• Source extract:
____

Zachary Sun

Zachary Gao Sun ‘25

(he/him)

Home Department: Physics (Murrell Lab)

Research Project: F-actin architecture governs self-organized criticality in the cytoskeleton

Self-Organized criticality (SOC) is observed across diverse natural phenomena, including earthquakes, avalanches, and landslides. These critical phenomena are often accompanied by cascading dissipative events. During complex behaviors of the cell such as migration and division, the F-actin cytoskeleton undergoes dramatic changes in structure, organization, and dynamics. To explore criticality in the dynamics of the cytoskeleton, we reconstruct an experimental model of the cytoskeleton in vitro, composed of purified protein polymers (F-actin) and motors (myosin II), in which the organization and activity of the proteins are controlled precisely.  We find that without regard to organization, the accumulation of stress is slow, but relaxation is dramatic, as marked by high dissipative events.

____

Data items
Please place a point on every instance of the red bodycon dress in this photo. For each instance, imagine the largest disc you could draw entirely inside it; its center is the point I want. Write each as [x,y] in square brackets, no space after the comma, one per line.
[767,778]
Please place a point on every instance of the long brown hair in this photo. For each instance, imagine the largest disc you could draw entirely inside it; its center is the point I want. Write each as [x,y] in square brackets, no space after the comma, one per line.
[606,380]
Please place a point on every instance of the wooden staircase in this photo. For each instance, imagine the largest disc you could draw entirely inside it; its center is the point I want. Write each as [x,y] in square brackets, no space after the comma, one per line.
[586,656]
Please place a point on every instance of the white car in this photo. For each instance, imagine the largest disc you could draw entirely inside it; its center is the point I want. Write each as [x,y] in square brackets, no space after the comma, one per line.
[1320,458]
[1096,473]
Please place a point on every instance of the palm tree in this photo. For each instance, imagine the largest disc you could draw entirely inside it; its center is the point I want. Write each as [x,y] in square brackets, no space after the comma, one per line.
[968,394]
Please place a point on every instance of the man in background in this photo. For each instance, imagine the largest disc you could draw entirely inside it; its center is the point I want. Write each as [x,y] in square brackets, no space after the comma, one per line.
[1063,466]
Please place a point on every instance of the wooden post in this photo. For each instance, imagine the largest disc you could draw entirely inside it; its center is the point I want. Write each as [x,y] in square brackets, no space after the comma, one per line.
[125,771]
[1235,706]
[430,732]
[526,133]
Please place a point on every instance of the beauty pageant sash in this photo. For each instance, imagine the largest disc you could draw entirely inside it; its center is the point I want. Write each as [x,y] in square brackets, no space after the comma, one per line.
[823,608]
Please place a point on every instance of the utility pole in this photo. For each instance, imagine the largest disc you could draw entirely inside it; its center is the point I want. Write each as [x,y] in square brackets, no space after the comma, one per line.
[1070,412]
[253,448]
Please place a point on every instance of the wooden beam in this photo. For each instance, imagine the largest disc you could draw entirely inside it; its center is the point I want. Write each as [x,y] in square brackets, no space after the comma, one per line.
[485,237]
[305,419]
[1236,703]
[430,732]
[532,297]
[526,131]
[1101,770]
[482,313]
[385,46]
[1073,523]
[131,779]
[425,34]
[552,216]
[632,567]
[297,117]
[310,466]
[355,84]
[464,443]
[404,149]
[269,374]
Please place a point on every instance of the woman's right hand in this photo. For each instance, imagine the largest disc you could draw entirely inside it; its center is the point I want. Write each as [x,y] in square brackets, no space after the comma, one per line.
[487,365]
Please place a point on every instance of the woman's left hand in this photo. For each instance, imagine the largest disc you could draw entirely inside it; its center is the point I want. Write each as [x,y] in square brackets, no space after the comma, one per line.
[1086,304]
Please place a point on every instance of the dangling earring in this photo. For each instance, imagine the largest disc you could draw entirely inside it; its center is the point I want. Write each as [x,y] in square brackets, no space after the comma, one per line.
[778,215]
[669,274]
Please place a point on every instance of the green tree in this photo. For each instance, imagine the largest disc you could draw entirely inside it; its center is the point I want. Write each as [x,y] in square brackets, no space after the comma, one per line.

____

• Brief: From the research project description, list the natural phenomena it gives as examples where self-organized criticality is observed.

• Task response: earthquakes, avalanches, landslides